(Stored data)
========
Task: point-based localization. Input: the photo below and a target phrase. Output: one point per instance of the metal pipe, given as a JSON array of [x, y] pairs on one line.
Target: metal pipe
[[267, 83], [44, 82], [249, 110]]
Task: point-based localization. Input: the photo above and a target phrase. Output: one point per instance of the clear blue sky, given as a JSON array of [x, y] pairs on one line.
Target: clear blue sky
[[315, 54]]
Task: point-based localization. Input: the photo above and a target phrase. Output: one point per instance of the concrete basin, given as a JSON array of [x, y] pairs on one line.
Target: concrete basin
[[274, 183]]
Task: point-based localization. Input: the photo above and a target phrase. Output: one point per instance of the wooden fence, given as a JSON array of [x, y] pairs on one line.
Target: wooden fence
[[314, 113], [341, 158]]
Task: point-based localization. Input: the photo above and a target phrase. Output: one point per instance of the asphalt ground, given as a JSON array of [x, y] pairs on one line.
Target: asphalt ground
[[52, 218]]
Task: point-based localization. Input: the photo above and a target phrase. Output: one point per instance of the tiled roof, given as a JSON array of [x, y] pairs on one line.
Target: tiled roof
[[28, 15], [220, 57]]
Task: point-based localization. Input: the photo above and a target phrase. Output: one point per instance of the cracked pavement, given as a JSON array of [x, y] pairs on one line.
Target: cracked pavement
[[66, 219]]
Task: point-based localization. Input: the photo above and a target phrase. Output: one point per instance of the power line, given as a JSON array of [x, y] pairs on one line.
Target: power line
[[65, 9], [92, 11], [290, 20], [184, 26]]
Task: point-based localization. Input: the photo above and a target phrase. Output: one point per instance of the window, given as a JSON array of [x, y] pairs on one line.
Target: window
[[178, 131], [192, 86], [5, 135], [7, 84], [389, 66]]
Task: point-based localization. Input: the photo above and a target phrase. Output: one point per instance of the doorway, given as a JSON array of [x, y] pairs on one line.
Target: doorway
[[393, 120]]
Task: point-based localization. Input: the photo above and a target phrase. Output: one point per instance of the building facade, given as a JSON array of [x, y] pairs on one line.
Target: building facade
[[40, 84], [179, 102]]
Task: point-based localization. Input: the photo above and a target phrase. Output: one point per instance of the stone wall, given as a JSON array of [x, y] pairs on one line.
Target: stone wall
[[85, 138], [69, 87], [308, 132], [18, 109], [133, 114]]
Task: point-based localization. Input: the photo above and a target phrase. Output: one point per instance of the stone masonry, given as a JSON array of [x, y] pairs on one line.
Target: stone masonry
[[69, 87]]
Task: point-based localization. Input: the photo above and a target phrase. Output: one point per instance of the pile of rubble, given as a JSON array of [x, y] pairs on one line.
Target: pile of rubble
========
Transcribe the lines above precisely, keeping each one unchanged.

Completed exercise
Task: point-based localization. Input: the photo below and a target phrase. Output: one point per instance of the metal pipe, given as a JSON array of [x, y] pairs on one line.
Target: metal pipe
[[267, 83], [44, 82], [249, 110]]
Task: point-based localization. Input: the photo above and a target phrase. Output: one point per instance of the clear blue sky, given as a JSON array of [x, y] pairs on one line.
Target: clear blue sky
[[315, 54]]
Task: point-based localization. Input: the photo above and a target phrase. Output: one point per instance of the concrete basin, given as a JSON array of [x, y] pairs on one line.
Target: concrete basin
[[274, 183]]
Task: point-based localization. Input: the photo above and a target phrase. Output: one point per instance of the wooden fence, given as a JSON array of [x, y] pairs on one line.
Target: wooden fence
[[314, 113], [341, 158]]
Task: point-based localization. Input: the photo above and a target phrase. Output: one point per instance of the asphalt ground, given as a JSON array of [x, y] pairs on one line.
Target: asphalt ground
[[52, 218]]
Task: point-based localization. Input: the photo above and a target phrase. Output: one point per instance of the tiled roof, given as a JSON array of [x, y] pairs on one line.
Target: tiled roof
[[28, 15], [220, 57]]
Task: point-based localization. Input: the photo above and a target phrase. Output: one point per instance of the cracked pavement, given as a JSON array of [x, y] pairs on one line.
Target: cracked pavement
[[66, 219]]
Task: point-based localization. Input: the photo above and a target phrase. Output: one point per instance of the power line, given as a JSON array of [x, y] pairs on one line.
Target: power line
[[65, 9], [92, 11], [290, 20], [184, 26]]
Task: point-based localization. Input: the photo above and a target phrase. Output: one point per instance of the window, given as a JSON array of [x, y] pairs on one line.
Target: window
[[178, 131], [192, 86], [5, 135], [7, 84], [389, 66]]
Task: point-based localization. Input: the photo above and a target phrase. Output: one point per instance of the doorway, given as a JSON array of [x, y] pairs on one line.
Target: doorway
[[393, 120]]
Task: point-based localization. Input: the photo above and a target phrase. Output: one point per instance of the building facade, given as a JSON array of [x, y] pairs on one line.
Target: building facade
[[40, 84], [179, 102]]
Task: point-based localization. Input: the photo above and a target phrase. Output: one point per instance of the stone wall, given as a JSON array of [x, y] pairs on one line.
Target: stone wall
[[85, 138], [69, 87], [308, 132], [18, 109], [133, 114]]
Task: point-based localization. Input: the photo above and a target phrase. Output: one point per instance of the stone masonry, given as a JSON array of [x, y] pairs on one line.
Target: stone masonry
[[69, 87]]
Task: point-based localization. Input: the photo above and a target phrase. Output: one point per instance of the pile of rubble, given as a JSON array of [x, y] pairs on one line.
Target: pile of rubble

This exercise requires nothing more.